What you should do —
Starting with the line containing "box for skid" and going on through the end of the records, rewrite every line in full. Shift each coordinate in the answers by -44 and leave all other lines and numbers unchanged.

Data for processing —

- - - - -

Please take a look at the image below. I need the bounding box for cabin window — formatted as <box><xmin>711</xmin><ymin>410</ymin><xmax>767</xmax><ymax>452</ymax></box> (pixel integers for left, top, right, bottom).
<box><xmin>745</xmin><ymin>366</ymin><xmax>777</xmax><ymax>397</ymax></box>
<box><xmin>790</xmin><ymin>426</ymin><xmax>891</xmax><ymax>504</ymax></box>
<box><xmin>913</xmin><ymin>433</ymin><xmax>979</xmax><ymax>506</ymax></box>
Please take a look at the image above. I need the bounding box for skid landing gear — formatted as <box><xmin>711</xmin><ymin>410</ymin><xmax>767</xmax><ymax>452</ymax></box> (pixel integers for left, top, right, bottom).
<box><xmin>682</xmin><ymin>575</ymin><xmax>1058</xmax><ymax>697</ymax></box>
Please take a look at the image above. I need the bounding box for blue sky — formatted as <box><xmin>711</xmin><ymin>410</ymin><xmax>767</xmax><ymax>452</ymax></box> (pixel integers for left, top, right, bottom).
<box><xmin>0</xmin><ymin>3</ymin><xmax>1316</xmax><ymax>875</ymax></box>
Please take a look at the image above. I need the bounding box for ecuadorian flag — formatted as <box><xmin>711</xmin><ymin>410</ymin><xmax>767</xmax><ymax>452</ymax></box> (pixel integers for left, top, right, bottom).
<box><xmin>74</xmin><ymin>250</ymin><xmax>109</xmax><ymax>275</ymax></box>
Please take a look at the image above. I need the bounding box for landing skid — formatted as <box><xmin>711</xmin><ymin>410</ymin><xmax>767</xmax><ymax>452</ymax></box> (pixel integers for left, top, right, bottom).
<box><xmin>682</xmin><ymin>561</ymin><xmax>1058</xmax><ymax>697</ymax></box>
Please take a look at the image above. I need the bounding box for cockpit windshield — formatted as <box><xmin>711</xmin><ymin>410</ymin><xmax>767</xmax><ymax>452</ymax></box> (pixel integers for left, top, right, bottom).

- - - - -

Problem solution —
Please take a look at the image above. I need the bounding box for skid landing gear — formatted as <box><xmin>711</xmin><ymin>410</ymin><xmax>767</xmax><ymax>452</ymax></box> (pixel integers for left, top, right, bottom).
<box><xmin>638</xmin><ymin>531</ymin><xmax>1014</xmax><ymax>653</ymax></box>
Please take a look at the image above. I need the bounding box for blue sky — formatted as <box><xmin>711</xmin><ymin>410</ymin><xmax>767</xmax><ymax>452</ymax></box> (pixel integers for left, top, right, bottom).
<box><xmin>-44</xmin><ymin>-41</ymin><xmax>1272</xmax><ymax>831</ymax></box>
Please take a look at the image above. I need the bounding box for ecuadorian flag — formatted as <box><xmin>711</xmin><ymin>410</ymin><xmax>767</xmax><ymax>452</ymax></box> (pixel integers for left, top, right, bottom).
<box><xmin>30</xmin><ymin>206</ymin><xmax>65</xmax><ymax>231</ymax></box>
Please take a look at the image above. I need the bounding box for landing skid — formatted as <box><xmin>711</xmin><ymin>410</ymin><xmax>767</xmax><ymax>452</ymax></box> (pixel integers for left, top, right, bottom).
<box><xmin>638</xmin><ymin>517</ymin><xmax>1014</xmax><ymax>653</ymax></box>
Please take a look at the image above. I need the bounding box for cockpit windshield — formatted as <box><xmin>711</xmin><ymin>410</ymin><xmax>767</xmax><ymax>452</ymax></box> (pixel integers for left, top, right, bottom).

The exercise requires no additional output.